Write an exact copy of the entries below that leaves out all pictures.

=== Section Start ===

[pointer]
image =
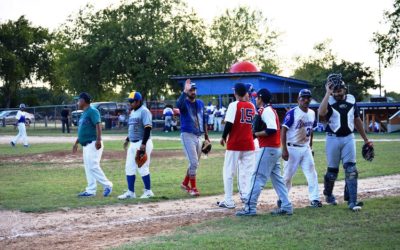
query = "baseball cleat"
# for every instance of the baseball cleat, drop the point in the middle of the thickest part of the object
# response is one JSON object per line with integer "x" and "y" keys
{"x": 279, "y": 203}
{"x": 194, "y": 192}
{"x": 147, "y": 194}
{"x": 185, "y": 188}
{"x": 225, "y": 205}
{"x": 107, "y": 191}
{"x": 356, "y": 207}
{"x": 245, "y": 213}
{"x": 127, "y": 195}
{"x": 86, "y": 194}
{"x": 280, "y": 211}
{"x": 316, "y": 203}
{"x": 331, "y": 200}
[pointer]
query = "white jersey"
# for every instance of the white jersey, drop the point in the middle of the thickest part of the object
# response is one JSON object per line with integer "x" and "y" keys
{"x": 300, "y": 125}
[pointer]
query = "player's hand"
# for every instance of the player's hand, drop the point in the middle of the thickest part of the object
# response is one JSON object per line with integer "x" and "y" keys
{"x": 329, "y": 88}
{"x": 285, "y": 154}
{"x": 187, "y": 86}
{"x": 222, "y": 142}
{"x": 98, "y": 144}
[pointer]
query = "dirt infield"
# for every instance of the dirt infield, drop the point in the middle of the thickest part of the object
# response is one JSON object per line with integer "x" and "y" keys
{"x": 88, "y": 228}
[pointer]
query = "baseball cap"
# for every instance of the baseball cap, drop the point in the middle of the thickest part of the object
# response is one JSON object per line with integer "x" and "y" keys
{"x": 85, "y": 96}
{"x": 134, "y": 96}
{"x": 193, "y": 85}
{"x": 265, "y": 95}
{"x": 305, "y": 93}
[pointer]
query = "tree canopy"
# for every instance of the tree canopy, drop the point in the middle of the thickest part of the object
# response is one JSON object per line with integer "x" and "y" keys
{"x": 25, "y": 55}
{"x": 389, "y": 43}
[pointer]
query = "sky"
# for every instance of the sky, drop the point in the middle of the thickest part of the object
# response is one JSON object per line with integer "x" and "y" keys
{"x": 349, "y": 24}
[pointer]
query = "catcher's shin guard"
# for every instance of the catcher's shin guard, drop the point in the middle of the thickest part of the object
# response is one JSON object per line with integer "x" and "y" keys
{"x": 351, "y": 182}
{"x": 329, "y": 180}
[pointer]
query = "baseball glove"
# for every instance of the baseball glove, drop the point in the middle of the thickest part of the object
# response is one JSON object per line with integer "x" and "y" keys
{"x": 368, "y": 151}
{"x": 140, "y": 158}
{"x": 206, "y": 147}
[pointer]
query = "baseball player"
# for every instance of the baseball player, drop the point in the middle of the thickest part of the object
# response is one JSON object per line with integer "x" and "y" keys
{"x": 342, "y": 115}
{"x": 168, "y": 114}
{"x": 297, "y": 135}
{"x": 20, "y": 117}
{"x": 89, "y": 136}
{"x": 139, "y": 130}
{"x": 267, "y": 163}
{"x": 238, "y": 137}
{"x": 193, "y": 125}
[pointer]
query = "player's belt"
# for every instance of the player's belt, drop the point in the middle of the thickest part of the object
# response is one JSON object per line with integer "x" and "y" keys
{"x": 84, "y": 144}
{"x": 295, "y": 145}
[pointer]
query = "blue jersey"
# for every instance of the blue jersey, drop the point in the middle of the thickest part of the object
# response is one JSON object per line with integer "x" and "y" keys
{"x": 192, "y": 115}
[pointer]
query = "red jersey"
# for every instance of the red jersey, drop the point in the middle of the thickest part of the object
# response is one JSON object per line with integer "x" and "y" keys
{"x": 241, "y": 115}
{"x": 271, "y": 119}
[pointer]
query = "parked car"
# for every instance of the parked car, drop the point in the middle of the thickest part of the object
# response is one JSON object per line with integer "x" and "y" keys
{"x": 9, "y": 116}
{"x": 157, "y": 108}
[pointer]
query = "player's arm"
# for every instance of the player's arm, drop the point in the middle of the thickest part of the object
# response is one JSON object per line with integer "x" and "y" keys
{"x": 323, "y": 107}
{"x": 98, "y": 132}
{"x": 285, "y": 152}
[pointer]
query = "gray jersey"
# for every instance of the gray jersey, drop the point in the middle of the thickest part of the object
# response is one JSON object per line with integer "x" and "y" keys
{"x": 138, "y": 120}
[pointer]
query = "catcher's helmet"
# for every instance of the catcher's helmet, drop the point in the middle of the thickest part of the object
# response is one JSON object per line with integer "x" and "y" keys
{"x": 336, "y": 80}
{"x": 305, "y": 93}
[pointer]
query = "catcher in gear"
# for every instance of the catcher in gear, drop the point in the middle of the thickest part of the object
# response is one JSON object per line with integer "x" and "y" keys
{"x": 341, "y": 111}
{"x": 140, "y": 147}
{"x": 140, "y": 158}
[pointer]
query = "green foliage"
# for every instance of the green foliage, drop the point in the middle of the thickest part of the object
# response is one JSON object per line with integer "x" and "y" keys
{"x": 134, "y": 47}
{"x": 389, "y": 43}
{"x": 242, "y": 34}
{"x": 316, "y": 68}
{"x": 25, "y": 55}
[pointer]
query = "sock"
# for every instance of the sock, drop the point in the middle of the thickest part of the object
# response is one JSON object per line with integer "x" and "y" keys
{"x": 186, "y": 180}
{"x": 146, "y": 181}
{"x": 193, "y": 181}
{"x": 130, "y": 179}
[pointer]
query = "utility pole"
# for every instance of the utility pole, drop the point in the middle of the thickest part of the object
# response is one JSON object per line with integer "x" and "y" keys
{"x": 379, "y": 72}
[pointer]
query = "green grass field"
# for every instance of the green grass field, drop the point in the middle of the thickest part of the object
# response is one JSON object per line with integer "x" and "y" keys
{"x": 33, "y": 186}
{"x": 376, "y": 227}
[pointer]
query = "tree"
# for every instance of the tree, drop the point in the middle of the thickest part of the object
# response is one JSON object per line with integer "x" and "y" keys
{"x": 389, "y": 43}
{"x": 316, "y": 69}
{"x": 132, "y": 47}
{"x": 242, "y": 34}
{"x": 24, "y": 56}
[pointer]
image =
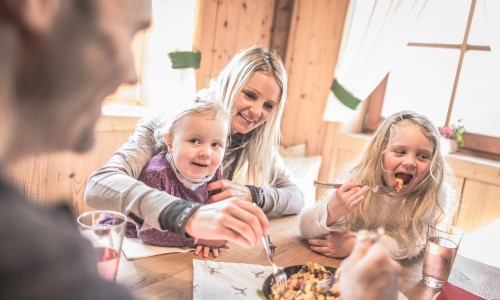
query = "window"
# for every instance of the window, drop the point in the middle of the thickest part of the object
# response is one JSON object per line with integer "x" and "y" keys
{"x": 448, "y": 71}
{"x": 160, "y": 87}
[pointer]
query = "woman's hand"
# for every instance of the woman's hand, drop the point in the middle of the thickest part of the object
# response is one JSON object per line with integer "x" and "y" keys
{"x": 207, "y": 246}
{"x": 344, "y": 200}
{"x": 369, "y": 272}
{"x": 234, "y": 220}
{"x": 334, "y": 244}
{"x": 227, "y": 190}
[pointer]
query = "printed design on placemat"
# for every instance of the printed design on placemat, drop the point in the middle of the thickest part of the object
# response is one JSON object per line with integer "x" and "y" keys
{"x": 214, "y": 280}
{"x": 239, "y": 291}
{"x": 259, "y": 274}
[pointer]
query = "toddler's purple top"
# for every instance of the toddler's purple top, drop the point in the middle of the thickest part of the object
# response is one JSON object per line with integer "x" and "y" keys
{"x": 159, "y": 174}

=== Section End ===

■ **Exercise response**:
[pointer]
image =
query = "baseball cleat"
# for every instance of the baseball cleat, drop the point in the middle of the thickest part of the object
# response is one JSON object per line with integer "x" and "y" keys
{"x": 279, "y": 203}
{"x": 194, "y": 192}
{"x": 147, "y": 194}
{"x": 185, "y": 188}
{"x": 225, "y": 205}
{"x": 107, "y": 191}
{"x": 356, "y": 207}
{"x": 245, "y": 213}
{"x": 127, "y": 195}
{"x": 86, "y": 194}
{"x": 280, "y": 211}
{"x": 316, "y": 203}
{"x": 331, "y": 200}
[pointer]
query = "white jersey"
# for every instance of the white jersey, drop the point in the middle of the thickest part of the object
# response is one JSON object per line with integer "x" and "y" keys
{"x": 300, "y": 125}
[pointer]
query = "player's hand"
# for every instance of the player's hand, drop the point in the middle of the thickest part of the object
# response is one JSON object per line with integer "x" and "y" keys
{"x": 329, "y": 88}
{"x": 285, "y": 154}
{"x": 187, "y": 86}
{"x": 222, "y": 142}
{"x": 98, "y": 144}
[pointer]
query = "dirt infield"
# for every instance of the dirt infield, drop the point in the middle of the thickest part of the object
# response is one JSON object per line with integer "x" and "y" keys
{"x": 88, "y": 228}
[pointer]
query = "baseball cap"
# for every instance of the baseball cap, drop the point in the middle of the thickest part of the object
# response is one JSON object per line with integer "x" and "y" keys
{"x": 85, "y": 96}
{"x": 134, "y": 96}
{"x": 193, "y": 85}
{"x": 265, "y": 95}
{"x": 305, "y": 93}
[pointer]
query = "tree canopy"
# for every instance of the tree canopy, drop the point in the middle of the thickest part of the object
# response is one JSON object per line with integer "x" and "y" keys
{"x": 25, "y": 55}
{"x": 389, "y": 43}
[pointer]
query = "sky"
# for every instance of the sky, drop the point in the middle of the thickest part of the object
# response is one JSON object per line with integer "x" and "y" keys
{"x": 349, "y": 24}
[pointer]
query = "catcher's shin guard"
# for every instance of the catcher's shin guard, drop the point in the middle of the thickest part of the object
# response is one JSON object per line with integer "x" and "y" keys
{"x": 351, "y": 182}
{"x": 329, "y": 180}
[pointer]
query = "baseball glove"
# for every instance of the baseball glove, drop the point in the middle of the thickest part of the object
# response is one JSON object per line with integer "x" and "y" keys
{"x": 368, "y": 151}
{"x": 140, "y": 158}
{"x": 206, "y": 147}
[pointer]
query = "baseball player"
# for every instance of the baseball player, drop the point in the middle of the thickest part of the object
# response is one JSON object per line with integer "x" and "y" keys
{"x": 342, "y": 115}
{"x": 168, "y": 114}
{"x": 297, "y": 135}
{"x": 20, "y": 117}
{"x": 89, "y": 136}
{"x": 139, "y": 130}
{"x": 267, "y": 163}
{"x": 238, "y": 137}
{"x": 193, "y": 125}
[pointer]
query = "player's belt"
# for every instance of the player's belt, drop the point in the middle of the thickest part of the object
# response is one JSON object per line with integer "x" and "y" keys
{"x": 84, "y": 144}
{"x": 295, "y": 145}
[pointer]
query = "blue jersey"
# for every instance of the blue jersey, drop the point in the middle of the thickest part of the object
# response is one JSON object per line with integer "x" and "y" keys
{"x": 192, "y": 115}
[pointer]
query = "red jersey"
# for every instance of the red jersey, drop the point in the middle of the thickest part of the object
# response is one JSON object per line with integer "x" and "y" keys
{"x": 241, "y": 115}
{"x": 271, "y": 119}
[pointer]
query = "parked car"
# for every instance of the parked car, drop the point in the middle of the thickest part of the object
# response is one JSON object per line with integer "x" and "y" keys
{"x": 9, "y": 116}
{"x": 157, "y": 108}
[pointer]
query = "player's arm"
# for every instance of the player's arm, drop the point in the middle of the thickest part of the object
# response is one JSON object per line with integer "x" and "y" keys
{"x": 323, "y": 107}
{"x": 98, "y": 132}
{"x": 285, "y": 152}
[pointer]
query = "gray jersey"
# for every instance of the gray jersey, drop the point in the middle of the thickest part of the object
# response is one JSON object per line with integer "x" and "y" keys
{"x": 138, "y": 120}
[pointer]
query = "catcher's helmet"
# for every instance of the catcher's helmet, drop the point in the middle of the thickest part of the object
# response is one JSON object per line with integer "x" and "y" keys
{"x": 336, "y": 80}
{"x": 305, "y": 93}
[pointer]
query = "catcher in gear"
# for every instance of the catcher in gear, drop the point in the middle of the thickest part of the object
# response is one JSON object per line with integer "x" and "y" keys
{"x": 341, "y": 111}
{"x": 140, "y": 147}
{"x": 140, "y": 158}
[pointer]
query = "green foliage"
# for every instance of the green foliage, drop the point in the middle of the thickest part of the object
# response is one JSON object per line with integer "x" and "y" keys
{"x": 134, "y": 47}
{"x": 389, "y": 43}
{"x": 242, "y": 34}
{"x": 316, "y": 68}
{"x": 25, "y": 55}
[pointer]
query = "sock"
# for every instance of the sock, drop the point in the middle of the thickest part of the object
# response is one JSON object per line with integer "x" and "y" keys
{"x": 186, "y": 180}
{"x": 146, "y": 181}
{"x": 193, "y": 181}
{"x": 130, "y": 179}
[pointer]
query = "utility pole"
# for every instance of the utility pole, drop the point in the middle of the thickest part of the object
# response is one JSON object per line with integer "x" and "y" keys
{"x": 379, "y": 72}
[pointer]
query = "green grass field"
# for every instance of the green grass field, drop the point in the middle of the thickest part of the object
# response is one JSON object per line with integer "x" and "y" keys
{"x": 33, "y": 186}
{"x": 376, "y": 227}
[pointer]
query = "tree"
# for every instance of the tree, drop the point in the middle of the thickest part of the object
# response is one JSON object per line with integer "x" and "y" keys
{"x": 389, "y": 43}
{"x": 316, "y": 69}
{"x": 132, "y": 47}
{"x": 242, "y": 34}
{"x": 24, "y": 56}
[pointer]
image =
query = "window"
# for every instance of the window, drop the point in the middle of the thickest part of the object
# response is one JSON object per line with integer "x" and "y" keys
{"x": 448, "y": 71}
{"x": 160, "y": 87}
[pointer]
query = "woman's hand"
# for every instance of the woman's hand, drop the point in the middle of the thickest part of the object
# response is one JSON object per line with integer "x" and "y" keys
{"x": 207, "y": 246}
{"x": 344, "y": 200}
{"x": 369, "y": 272}
{"x": 234, "y": 220}
{"x": 334, "y": 244}
{"x": 227, "y": 190}
[pointer]
query = "printed design on placemat"
# for every instance of the printed design on placemat, drop the point in the middle of the thickest part of the object
# response is one JSON object per line with integer "x" and "y" keys
{"x": 214, "y": 280}
{"x": 239, "y": 291}
{"x": 259, "y": 274}
[pointer]
query = "toddler's purple top"
# for every instance of the toddler's purple top, drop the point in the middle of the thickest part of the object
# response is one JSON object per line with integer "x" and "y" keys
{"x": 159, "y": 174}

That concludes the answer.